━━━ TEXTO FORNECIDO ━━━

Viagem pelo país surreal da toponímia (2)

Ao longo de nove séculos de história, Portugal coligiu uma toponímia notável e variada, com tanto de poético como de brejeiro. Estudar os nomes das terras portuguesas é um verdadeiro mergulho num mundo quase surreal. E tudo se complica ainda mais quando se fala de sexo: como se chama a um habitante de Entre Pernas?

Num país que alberga terras com nomes tão incrivelmente estranhos como Abambres, Badamalos, Calfaioma, Belazaima do Chão, Escabralhado, Gondifelinhos, Isabeldeiras, Paradóstia, Venfuzelas, Xarraminha e Zangalhona, poderá haver pior? Por incrível que pareça, pode. O campeonato dos nomes alienígenas ainda mal começou. E no horizonte perfila-se outra ameaça ainda pior: quando o pé dos portugueses escorrega para a chinela da brejeirice, não há quem nos segure.

Sim, vamos falar de sexo, de javardices em geral, de vernáculo (definição de vernáculo no dicionário: "Próprio do país a que pertence." E não há nada mais "tuga" do que isto...). Mas, se não se importam, já lá vamos. Antes, conviria ir preparando o corpo e o espírito para as duras provas que aí vêm. Encarem a coisa como uma espécie de preliminares.

Voltando aos nomes de terras que são maus de mais para acreditar. Abrimos a letra A da base de dados compilada pelos Serviços Cartográficos do Exército e damos de caras com coisas como Abegoariasinha, Abetónicas, Abladario, Abolembra, Alforgemel. De onde vieram estes topónimos? Para onde vão? Que significado poderão ter? Bom, por mais que nos custe admiti-lo, as respostas para estas questões são: não faço ideia; sei lá!; nenhum. Consulta-se o Dicionário de Toponímia da Porto Editora e a mensagem não varia: "A palavra inserida não foi encontrada." Experimenta-se o Dicionário da Língua Portuguesa e o desfecho é idêntico. Ou seja, estas terras de Portugal não têm nome em português. Suspeita-se mesmo que possam ter sido originados noutro planeta.

━━━ DADOS GUARDADOS ━━━

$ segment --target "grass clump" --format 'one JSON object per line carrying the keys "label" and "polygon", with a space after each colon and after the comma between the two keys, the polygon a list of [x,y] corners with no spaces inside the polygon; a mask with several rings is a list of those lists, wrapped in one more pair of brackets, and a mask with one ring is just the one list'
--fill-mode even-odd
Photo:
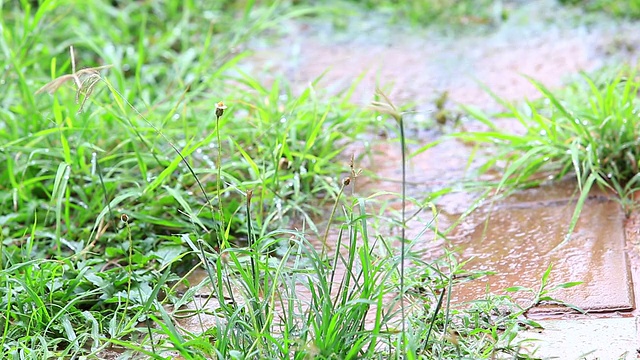
{"label": "grass clump", "polygon": [[579,81],[556,92],[530,81],[542,95],[540,100],[518,107],[494,96],[507,109],[500,117],[517,120],[522,131],[505,131],[486,114],[468,109],[489,130],[456,136],[496,145],[480,172],[499,166],[503,177],[496,186],[507,191],[575,177],[581,195],[570,229],[594,186],[617,193],[625,205],[632,206],[640,185],[640,83],[634,73],[621,71],[606,79],[583,74]]}
{"label": "grass clump", "polygon": [[[404,235],[398,253],[371,200],[345,197],[340,154],[370,114],[236,69],[250,37],[310,10],[218,5],[1,5],[0,357],[513,352],[469,334],[516,317],[451,316],[460,267]],[[337,243],[319,253],[326,204]]]}

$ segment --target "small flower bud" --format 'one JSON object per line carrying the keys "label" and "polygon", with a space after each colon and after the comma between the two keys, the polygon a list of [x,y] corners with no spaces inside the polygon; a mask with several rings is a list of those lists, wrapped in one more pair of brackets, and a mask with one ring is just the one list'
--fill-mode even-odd
{"label": "small flower bud", "polygon": [[222,116],[222,114],[224,114],[224,110],[226,108],[227,108],[227,106],[222,101],[217,103],[216,104],[216,117]]}

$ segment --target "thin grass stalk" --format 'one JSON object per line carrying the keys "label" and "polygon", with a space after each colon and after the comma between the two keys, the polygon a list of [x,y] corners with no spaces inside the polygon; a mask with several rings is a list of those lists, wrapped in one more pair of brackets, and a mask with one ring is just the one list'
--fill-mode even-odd
{"label": "thin grass stalk", "polygon": [[[224,110],[227,107],[224,105],[224,103],[219,102],[218,104],[216,104],[216,137],[218,140],[218,156],[216,158],[216,170],[218,171],[218,174],[216,176],[216,193],[217,193],[217,197],[218,197],[218,216],[220,216],[220,223],[219,226],[220,228],[218,229],[218,246],[220,246],[221,248],[226,248],[229,246],[229,244],[226,243],[226,238],[222,235],[224,232],[224,210],[222,208],[222,193],[221,193],[221,188],[222,188],[222,140],[220,137],[220,117],[222,116],[222,114],[224,114]],[[248,201],[250,201],[250,199],[247,199]],[[247,209],[247,211],[249,211]],[[248,217],[248,214],[247,214]],[[223,244],[224,242],[224,244]],[[224,246],[223,246],[224,245]],[[222,250],[222,249],[220,249]]]}
{"label": "thin grass stalk", "polygon": [[350,178],[345,179],[340,186],[340,191],[338,191],[338,196],[336,197],[336,201],[333,203],[333,207],[331,208],[331,214],[329,215],[329,220],[327,221],[327,227],[324,229],[324,235],[322,236],[322,253],[321,256],[324,257],[328,252],[329,245],[327,244],[327,240],[329,238],[329,228],[331,227],[331,222],[336,215],[336,211],[338,210],[338,204],[340,203],[340,197],[344,192],[345,184],[349,184]]}
{"label": "thin grass stalk", "polygon": [[406,224],[405,219],[407,216],[407,160],[406,160],[406,144],[404,138],[404,121],[402,119],[402,115],[398,120],[398,124],[400,125],[400,147],[402,153],[402,228],[401,232],[401,243],[400,243],[400,314],[402,317],[402,346],[403,349],[406,347],[407,337],[405,334],[406,325],[405,325],[405,309],[404,309],[404,258],[405,258],[405,247],[406,247]]}

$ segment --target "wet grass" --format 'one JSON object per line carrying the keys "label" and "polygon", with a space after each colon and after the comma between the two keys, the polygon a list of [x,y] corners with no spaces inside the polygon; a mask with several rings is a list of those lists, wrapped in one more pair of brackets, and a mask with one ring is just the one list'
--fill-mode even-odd
{"label": "wet grass", "polygon": [[[453,307],[464,264],[425,261],[422,238],[397,251],[375,197],[345,191],[358,172],[342,153],[369,111],[235,67],[248,39],[313,9],[0,9],[2,358],[525,356],[526,309]],[[189,284],[195,268],[207,276]]]}
{"label": "wet grass", "polygon": [[635,72],[583,74],[581,80],[559,91],[530,81],[540,92],[540,100],[517,105],[494,95],[506,112],[493,118],[513,118],[523,128],[521,133],[505,131],[487,114],[468,109],[489,130],[456,136],[491,144],[494,149],[480,173],[500,168],[503,177],[494,184],[495,189],[507,194],[567,176],[575,178],[579,196],[569,234],[592,188],[617,194],[627,212],[633,210],[634,194],[640,189],[640,82]]}

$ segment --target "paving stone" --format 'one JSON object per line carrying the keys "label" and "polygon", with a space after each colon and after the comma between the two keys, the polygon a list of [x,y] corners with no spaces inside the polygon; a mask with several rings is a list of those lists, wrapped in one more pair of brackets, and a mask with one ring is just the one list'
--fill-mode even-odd
{"label": "paving stone", "polygon": [[634,317],[608,319],[541,320],[544,330],[518,334],[523,346],[541,359],[637,359],[638,336]]}
{"label": "paving stone", "polygon": [[[459,234],[454,241],[462,249],[463,258],[473,257],[467,269],[493,270],[497,274],[459,286],[453,293],[458,302],[478,299],[487,288],[494,293],[515,285],[537,289],[544,271],[553,264],[549,286],[570,281],[584,283],[551,296],[591,312],[633,309],[620,205],[602,199],[588,200],[573,236],[563,243],[575,204],[550,204],[502,207],[468,220],[473,226],[462,228],[470,231]],[[513,297],[527,304],[531,294],[518,292]],[[556,306],[532,312],[566,310]]]}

━━━

TAREFAS A FAZER:
(a) Enumere os topónimos que, segundo o texto sobre toponímia, surgem ao abrir a letra A da base de dados dos Serviços Cartográficos do Exército.
(b) No texto sobre toponímia, que mensagem aparece ao consultar o Dicionário de Toponímia da Porto Editora?
(c) Traduza para inglês esta frase do texto sobre toponímia: "Estudar os nomes das terras portuguesas é um verdadeiro mergulho num mundo quase surreal."

SOLUÇÕES POR TAREFA:
(a) Abegoariasinha, Abetónicas, Abladario, Abolembra, Alforgemel

(b) "A palavra inserida não foi encontrada."

(c) Studying the names of Portuguese places is a true plunge into an almost surreal world.